START Material provided
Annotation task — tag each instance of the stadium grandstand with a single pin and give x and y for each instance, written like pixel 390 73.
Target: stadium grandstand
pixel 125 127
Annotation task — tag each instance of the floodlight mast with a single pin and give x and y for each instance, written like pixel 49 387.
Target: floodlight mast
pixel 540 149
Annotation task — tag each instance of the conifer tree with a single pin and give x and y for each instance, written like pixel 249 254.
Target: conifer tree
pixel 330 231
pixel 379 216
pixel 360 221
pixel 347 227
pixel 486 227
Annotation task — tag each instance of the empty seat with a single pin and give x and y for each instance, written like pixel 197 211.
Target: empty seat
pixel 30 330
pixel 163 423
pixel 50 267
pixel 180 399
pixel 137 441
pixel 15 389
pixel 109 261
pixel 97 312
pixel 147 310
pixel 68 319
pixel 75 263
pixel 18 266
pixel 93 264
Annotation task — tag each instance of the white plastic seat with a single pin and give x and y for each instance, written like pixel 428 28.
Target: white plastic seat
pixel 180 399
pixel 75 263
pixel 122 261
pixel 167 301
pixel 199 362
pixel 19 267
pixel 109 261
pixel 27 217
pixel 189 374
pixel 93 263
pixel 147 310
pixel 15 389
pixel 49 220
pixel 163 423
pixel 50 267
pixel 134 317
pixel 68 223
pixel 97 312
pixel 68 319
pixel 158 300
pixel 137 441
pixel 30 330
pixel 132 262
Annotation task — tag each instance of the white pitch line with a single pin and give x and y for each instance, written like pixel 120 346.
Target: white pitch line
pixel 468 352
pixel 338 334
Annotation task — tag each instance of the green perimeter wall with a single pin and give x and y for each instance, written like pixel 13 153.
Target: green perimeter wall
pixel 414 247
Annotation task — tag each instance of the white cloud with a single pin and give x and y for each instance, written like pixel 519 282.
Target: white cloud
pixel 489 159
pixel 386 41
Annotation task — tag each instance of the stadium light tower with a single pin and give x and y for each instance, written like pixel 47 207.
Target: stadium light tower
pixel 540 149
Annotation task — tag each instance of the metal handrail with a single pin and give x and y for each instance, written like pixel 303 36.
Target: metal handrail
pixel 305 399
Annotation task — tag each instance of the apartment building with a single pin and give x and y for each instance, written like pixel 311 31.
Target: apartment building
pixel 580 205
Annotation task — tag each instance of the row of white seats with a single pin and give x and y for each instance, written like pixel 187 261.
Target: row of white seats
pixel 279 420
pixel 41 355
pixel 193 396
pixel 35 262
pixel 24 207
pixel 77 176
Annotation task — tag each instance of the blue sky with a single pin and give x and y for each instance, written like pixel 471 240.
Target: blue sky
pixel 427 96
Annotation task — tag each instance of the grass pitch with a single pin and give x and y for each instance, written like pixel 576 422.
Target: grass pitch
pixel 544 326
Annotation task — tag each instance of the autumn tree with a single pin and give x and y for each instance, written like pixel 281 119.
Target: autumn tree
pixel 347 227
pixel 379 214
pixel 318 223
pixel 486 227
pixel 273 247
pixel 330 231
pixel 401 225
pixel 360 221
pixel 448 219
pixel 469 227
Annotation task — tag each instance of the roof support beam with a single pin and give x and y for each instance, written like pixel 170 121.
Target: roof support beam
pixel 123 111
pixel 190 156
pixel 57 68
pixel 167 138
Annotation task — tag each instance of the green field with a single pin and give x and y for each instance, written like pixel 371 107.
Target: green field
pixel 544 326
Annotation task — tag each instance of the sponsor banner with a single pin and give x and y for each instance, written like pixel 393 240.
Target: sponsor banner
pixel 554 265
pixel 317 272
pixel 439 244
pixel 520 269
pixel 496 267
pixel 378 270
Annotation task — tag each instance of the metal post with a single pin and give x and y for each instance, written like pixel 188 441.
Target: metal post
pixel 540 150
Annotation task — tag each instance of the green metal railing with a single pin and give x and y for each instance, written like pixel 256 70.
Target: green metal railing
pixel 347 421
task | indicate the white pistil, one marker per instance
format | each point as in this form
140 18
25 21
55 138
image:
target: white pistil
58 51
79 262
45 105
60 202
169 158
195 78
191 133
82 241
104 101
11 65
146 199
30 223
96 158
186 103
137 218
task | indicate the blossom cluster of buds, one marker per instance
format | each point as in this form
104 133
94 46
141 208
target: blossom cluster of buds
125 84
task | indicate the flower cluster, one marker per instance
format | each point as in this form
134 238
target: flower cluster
END Material provided
**Task to carry out**. Above are the records. Print exactly, and only, the lines from the line with "Target: green perimeter wall" to the line with "Annotation task — tag each instance of the grass", both inclusive.

**Result of this exercise**.
Target: green perimeter wall
pixel 414 247
Annotation task — tag each instance of the white cloud with a single pin and give x and y for each instance, written like pixel 519 282.
Target: white cloud
pixel 489 159
pixel 386 41
Annotation task — tag each instance of the stadium light tower with a single pin and give x and y for each instance, written like pixel 47 207.
Target: stadium light tower
pixel 540 149
Annotation task — tag each instance of the metal handrail with a single pin and give x and y for each instance, written like pixel 303 36.
Target: metal handrail
pixel 305 399
Annotation task — tag each instance of the apartment building with a single pin and give x and y for each instance, written like pixel 311 31.
Target: apartment building
pixel 580 205
Annotation task — tag each instance of the row of white seats with a single pin and give x and y for each instance, written like pixel 187 261.
Target: row of white seats
pixel 279 420
pixel 41 355
pixel 193 396
pixel 35 262
pixel 24 207
pixel 77 176
Annotation task — tag each instance of the blue sky with a single pin and give x and y for each instance, written like pixel 471 240.
Target: blue sky
pixel 427 96
Annotation task — tag each instance of the grass pitch with a single pin and give x and y for each instance, written like pixel 576 422.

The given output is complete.